_Task prompt_
A word-for-word restatement of the full listing is required.

_Given information_
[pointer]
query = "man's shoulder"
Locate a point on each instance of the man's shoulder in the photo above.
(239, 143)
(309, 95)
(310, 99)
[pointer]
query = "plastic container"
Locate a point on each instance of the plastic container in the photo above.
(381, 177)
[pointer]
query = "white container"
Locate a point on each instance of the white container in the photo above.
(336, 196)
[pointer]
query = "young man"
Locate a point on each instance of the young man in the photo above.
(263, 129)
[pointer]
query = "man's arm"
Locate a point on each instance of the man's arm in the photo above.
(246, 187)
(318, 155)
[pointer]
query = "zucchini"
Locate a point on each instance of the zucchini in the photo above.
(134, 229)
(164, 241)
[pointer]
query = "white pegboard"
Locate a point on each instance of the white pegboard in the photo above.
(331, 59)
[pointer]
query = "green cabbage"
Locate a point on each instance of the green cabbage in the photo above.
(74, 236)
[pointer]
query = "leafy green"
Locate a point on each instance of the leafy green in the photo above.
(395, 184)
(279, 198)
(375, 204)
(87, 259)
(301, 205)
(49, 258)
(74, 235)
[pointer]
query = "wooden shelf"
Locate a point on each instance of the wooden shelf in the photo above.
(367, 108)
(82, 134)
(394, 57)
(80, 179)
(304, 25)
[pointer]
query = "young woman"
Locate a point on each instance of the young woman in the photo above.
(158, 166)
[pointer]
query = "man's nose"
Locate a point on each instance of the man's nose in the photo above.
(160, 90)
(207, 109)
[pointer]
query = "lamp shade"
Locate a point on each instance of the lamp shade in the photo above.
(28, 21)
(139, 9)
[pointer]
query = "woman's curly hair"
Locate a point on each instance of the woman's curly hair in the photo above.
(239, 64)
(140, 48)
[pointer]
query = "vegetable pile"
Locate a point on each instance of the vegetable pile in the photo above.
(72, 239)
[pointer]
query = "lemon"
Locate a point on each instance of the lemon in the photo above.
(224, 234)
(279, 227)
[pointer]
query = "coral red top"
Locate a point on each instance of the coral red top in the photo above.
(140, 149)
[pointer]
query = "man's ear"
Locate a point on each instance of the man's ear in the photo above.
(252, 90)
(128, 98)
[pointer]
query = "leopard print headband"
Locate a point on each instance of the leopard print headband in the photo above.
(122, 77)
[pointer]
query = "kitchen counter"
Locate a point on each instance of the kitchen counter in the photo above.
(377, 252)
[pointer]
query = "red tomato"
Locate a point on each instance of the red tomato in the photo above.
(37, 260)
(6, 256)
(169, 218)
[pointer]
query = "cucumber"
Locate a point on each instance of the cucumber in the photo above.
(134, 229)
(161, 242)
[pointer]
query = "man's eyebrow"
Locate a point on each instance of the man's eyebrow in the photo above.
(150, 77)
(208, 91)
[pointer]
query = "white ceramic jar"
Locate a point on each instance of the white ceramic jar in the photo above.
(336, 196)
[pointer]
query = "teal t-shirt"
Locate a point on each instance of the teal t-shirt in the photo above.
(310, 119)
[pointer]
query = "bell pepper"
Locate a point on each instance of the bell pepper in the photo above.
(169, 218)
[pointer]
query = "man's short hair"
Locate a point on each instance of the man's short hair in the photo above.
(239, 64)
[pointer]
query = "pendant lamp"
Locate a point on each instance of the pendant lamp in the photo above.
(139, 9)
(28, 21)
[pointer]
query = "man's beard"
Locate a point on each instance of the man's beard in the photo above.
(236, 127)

_Exercise solution_
[pointer]
query = "man's shoulder"
Locate a point on each instance of the man's shoulder in the photo above.
(239, 143)
(309, 95)
(310, 99)
[pointer]
query = "plastic container"
Locate a point on each instance of the plastic container in the photo above.
(381, 177)
[pointer]
query = "white container"
Locate a point on each instance of the white container in the photo above.
(336, 196)
[pointer]
query = "young man"
Locate a point on each instance of the young man in the photo above.
(263, 129)
[pointer]
query = "man's arm"
Locate a point on each instance of the man's arm in the photo above.
(246, 187)
(318, 155)
[pointer]
query = "zucchini"
Locate a point on each instance of the zucchini in the photo above.
(134, 229)
(164, 241)
[pointer]
query = "white pegboard"
Locate a point on each instance of the white pegboard in the photo above.
(331, 59)
[pointer]
query = "green cabbage"
Locate a point on each instance of the green cabbage in the photo above.
(74, 236)
[pointer]
query = "leafy green"
Locate a point on each instance of the leafy green in the photo above.
(395, 184)
(279, 198)
(375, 204)
(87, 259)
(301, 205)
(49, 258)
(74, 235)
[pointer]
query = "wooden shelf"
Locate a point on each instance of the wooden shelf in the photo above.
(367, 108)
(82, 134)
(394, 57)
(80, 179)
(304, 25)
[pointer]
query = "young woman"
Locate a point on each instance of the young woman in the photo above.
(158, 166)
[pointer]
query = "man's nose"
Locate a point on each instance of the man's nose in the photo above.
(160, 90)
(207, 109)
[pointer]
query = "lamp shade"
Locate a point on each instance of the lamp shade in the photo above.
(28, 21)
(139, 9)
[pointer]
query = "woman's curly hair"
Locate a point on each instance of the woman's curly hair in the photo above.
(239, 64)
(140, 48)
[pointer]
query = "vegetable pile"
Locate a point on each instance of the vegetable pile in the photo above.
(72, 239)
[pointer]
query = "lemon"
Locate a point on each instance of the lemon in the photo above.
(224, 234)
(279, 227)
[pointer]
query = "coral red top"
Locate a point on each instance of the coral red top in the photo above.
(140, 149)
[pointer]
query = "man's ear"
Locate a point on each instance of the man's ear in the photo above.
(252, 90)
(128, 98)
[pointer]
query = "leopard print headband"
Locate a point on each instance of the leopard print headband in the photo above.
(122, 77)
[pointer]
query = "kitchen counter"
Locate a point on each instance of the kitchen counter in the photo above.
(377, 252)
[pointer]
query = "red tomato"
Locate a point on each instance of the red tomato in the photo above.
(37, 260)
(6, 256)
(169, 218)
[pointer]
query = "cucumber"
Locate a point on each instance of the cucumber in the photo above.
(134, 229)
(161, 242)
[pointer]
query = "man's eyebrow"
Locate a point on each instance of the man's eyebrow in the photo above.
(150, 77)
(208, 91)
[pointer]
query = "white ceramic jar"
Locate a point on each instance of the white ceramic jar in the photo above.
(336, 196)
[pointer]
query = "teal t-shirt"
Locate a point on each instance of the teal t-shirt in the photo above.
(310, 119)
[pointer]
query = "bell pepper"
Locate a point on each instance of the bell pepper in the photo above.
(169, 218)
[pointer]
query = "man's short hair"
Locate a point on each instance of the man's short hair in the photo above.
(239, 64)
[pointer]
query = "pendant lamp"
Locate a point on each instance of the pendant lamp in the photo above.
(139, 9)
(28, 21)
[pointer]
query = "man's beard"
Locate a point on each instance of the man's beard in the photo above.
(236, 127)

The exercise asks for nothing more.